● Exercise task
Rewrite the entries below as a numbered list, leaving out any blank lines, starting at the line with "Target: brick wall" and running through the last line of the entries.

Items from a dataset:

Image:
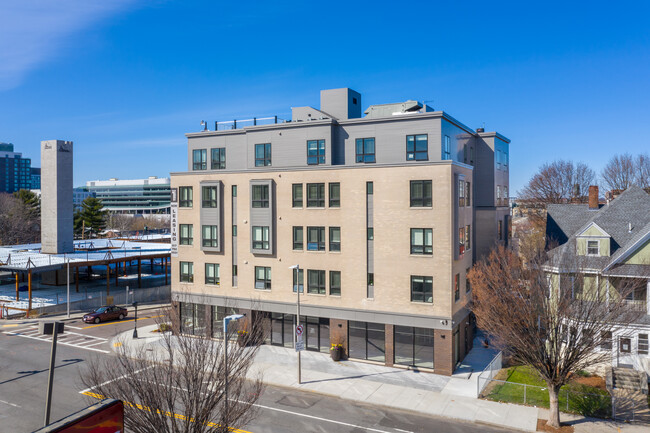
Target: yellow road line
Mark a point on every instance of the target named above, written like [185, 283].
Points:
[114, 322]
[167, 413]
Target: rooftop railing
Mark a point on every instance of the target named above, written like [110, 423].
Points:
[239, 124]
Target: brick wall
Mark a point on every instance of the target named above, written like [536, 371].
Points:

● Result below
1. Target: brick wall
2. Mark a point on every instance of the target named above, written like [536, 371].
3. Points:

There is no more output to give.